▸ **Цитируемый текст**:
--------------------------------
Следующее обращение Толстого к детским впечатлениям произошло уже в Париже, где он, начинающий поэт, работал над стихами, пробуя новые формы на грани стиха и прозы (см. гл. 1). Свобода просодии, нащупанная им в верлибрах, сказалась в его дебютных стихах, имевших успех. В 1910 году он начал писать прозаические сказочки, где звери и дети думают народными мыслями и говорят народным языком — одновременно «вечным» и сегодняшним. В «Детстве Никиты» Толстой довел до совершенства свое «ясновидение» («бытовое ясновидение» нашел в его прозе Мережковский — Anon. 1917: 731), поистине постиг душу зверей и птиц — скворца Желтухина [219] , мерина Клопика [220] , кота Василия Васильевича [221] , ежика Ахилки [222] .
219
Желтухин не только птичка, но и чудак, один из персонажей комедии Толстого «Касатка» (1915). Его в 1923 г. сыграл в постановке Рижского русского театра сам Толстой.
220
М.б., от названия породы лошадей клеппер? Лошадку маленького Алеши звали Копчик.
221
У А. Л. Бостром кота зовут Василий Иванович. В русском переводе «Кота в сапогах» Людвига Тика кот назван Васькой. Перевод сделан Вас. Гиппиусом для журнала «Любовь к трем апельсинам» (1914. № 1).
222
Имеется в виду, по-видимому, ежиная уязвимость снизу. Ассоциацию подкрепляет фр.aiguille или aguille — иголка или острие.
--------------------------------
▸ **Набор данных**:
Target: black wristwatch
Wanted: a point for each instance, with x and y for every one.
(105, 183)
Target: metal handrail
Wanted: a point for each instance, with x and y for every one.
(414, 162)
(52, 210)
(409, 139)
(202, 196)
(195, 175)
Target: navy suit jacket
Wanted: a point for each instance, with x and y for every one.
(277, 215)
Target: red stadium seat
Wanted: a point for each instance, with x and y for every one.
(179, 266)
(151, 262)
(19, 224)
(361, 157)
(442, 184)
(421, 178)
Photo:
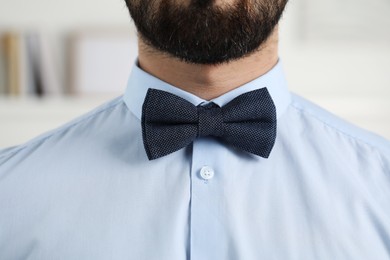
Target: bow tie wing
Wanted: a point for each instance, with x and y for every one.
(165, 128)
(250, 122)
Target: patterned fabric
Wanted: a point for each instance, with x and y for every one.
(170, 123)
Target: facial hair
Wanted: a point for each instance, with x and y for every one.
(202, 32)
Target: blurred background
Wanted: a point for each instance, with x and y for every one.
(60, 59)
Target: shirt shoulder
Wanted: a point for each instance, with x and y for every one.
(8, 152)
(342, 127)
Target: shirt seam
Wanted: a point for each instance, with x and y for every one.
(59, 130)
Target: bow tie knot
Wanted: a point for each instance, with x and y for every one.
(210, 120)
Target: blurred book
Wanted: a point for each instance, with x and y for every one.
(11, 52)
(101, 61)
(42, 75)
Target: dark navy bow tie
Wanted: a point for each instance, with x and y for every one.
(170, 123)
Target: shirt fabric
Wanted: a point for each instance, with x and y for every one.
(86, 190)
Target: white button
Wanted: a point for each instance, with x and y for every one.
(207, 172)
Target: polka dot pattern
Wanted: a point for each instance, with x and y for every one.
(170, 123)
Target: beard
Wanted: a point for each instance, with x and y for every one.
(203, 32)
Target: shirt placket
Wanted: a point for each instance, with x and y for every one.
(207, 229)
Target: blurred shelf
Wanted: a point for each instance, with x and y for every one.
(24, 118)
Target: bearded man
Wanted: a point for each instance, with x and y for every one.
(207, 156)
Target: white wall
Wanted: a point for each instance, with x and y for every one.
(349, 76)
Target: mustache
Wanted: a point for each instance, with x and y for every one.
(202, 3)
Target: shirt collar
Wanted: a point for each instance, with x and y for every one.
(140, 81)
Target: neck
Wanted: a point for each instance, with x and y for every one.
(209, 81)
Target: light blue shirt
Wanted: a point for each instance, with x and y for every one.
(87, 190)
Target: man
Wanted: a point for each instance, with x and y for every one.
(206, 156)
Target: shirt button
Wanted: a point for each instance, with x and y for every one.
(207, 172)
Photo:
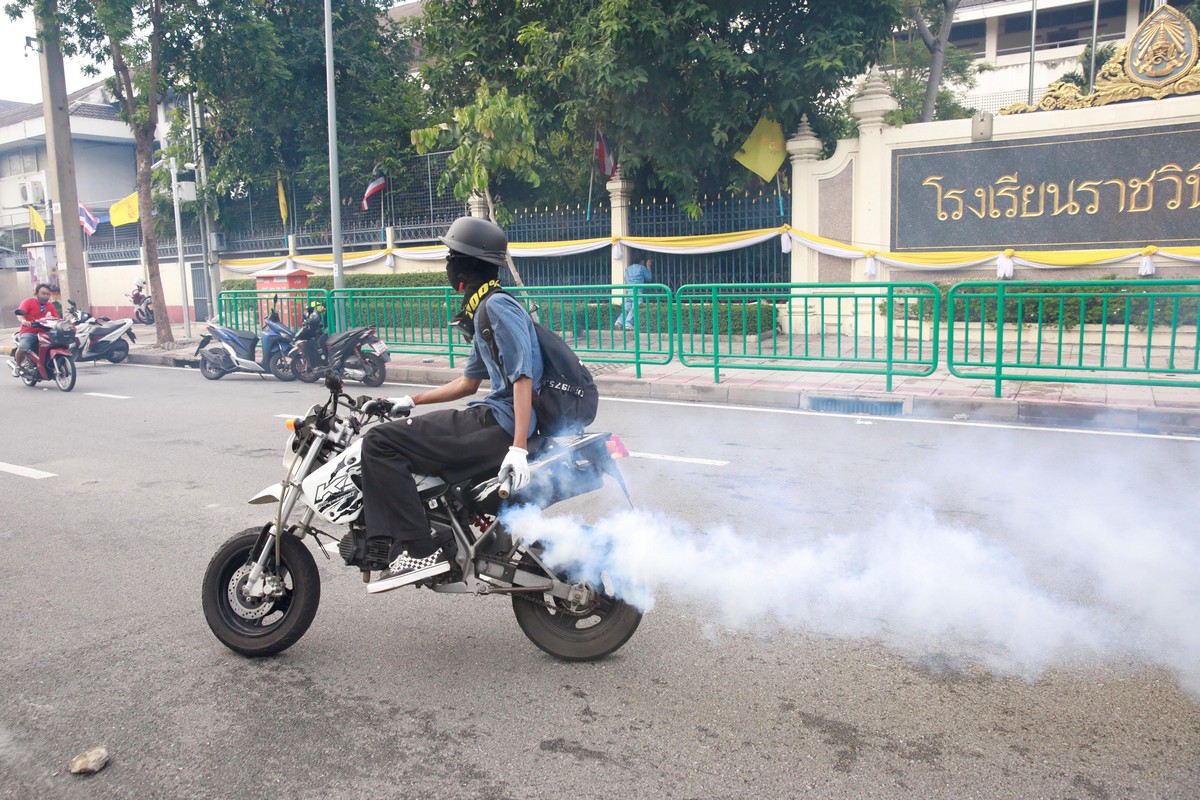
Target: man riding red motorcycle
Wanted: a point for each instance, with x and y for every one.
(30, 311)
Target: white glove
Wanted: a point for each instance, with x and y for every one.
(401, 405)
(516, 468)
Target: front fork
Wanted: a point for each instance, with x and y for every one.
(256, 583)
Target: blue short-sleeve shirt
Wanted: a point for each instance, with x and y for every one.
(517, 343)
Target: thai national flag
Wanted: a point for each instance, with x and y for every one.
--------------------------------
▸ **Задание**: Можете ли вы извлечь целиком и без изменений приведенный выше текст о «Детстве Никиты» Толстого?

▸ **Ответ к заданию**:
Следующее обращение Толстого к детским впечатлениям произошло уже в Париже, где он, начинающий поэт, работал над стихами, пробуя новые формы на грани стиха и прозы (см. гл. 1). Свобода просодии, нащупанная им в верлибрах, сказалась в его дебютных стихах, имевших успех. В 1910 году он начал писать прозаические сказочки, где звери и дети думают народными мыслями и говорят народным языком — одновременно «вечным» и сегодняшним. В «Детстве Никиты» Толстой довел до совершенства свое «ясновидение» («бытовое ясновидение» нашел в его прозе Мережковский — Anon. 1917: 731), поистине постиг душу зверей и птиц — скворца Желтухина [219] , мерина Клопика [220] , кота Василия Васильевича [221] , ежика Ахилки [222] .
219
Желтухин не только птичка, но и чудак, один из персонажей комедии Толстого «Касатка» (1915). Его в 1923 г. сыграл в постановке Рижского русского театра сам Толстой.
220
М.б., от названия породы лошадей клеппер? Лошадку маленького Алеши звали Копчик.
221
У А. Л. Бостром кота зовут Василий Иванович. В русском переводе «Кота в сапогах» Людвига Тика кот назван Васькой. Перевод сделан Вас. Гиппиусом для журнала «Любовь к трем апельсинам» (1914. № 1).
222
Имеется в виду, по-видимому, ежиная уязвимость снизу. Ассоциацию подкрепляет фр.aiguille или aguille — иголка или острие.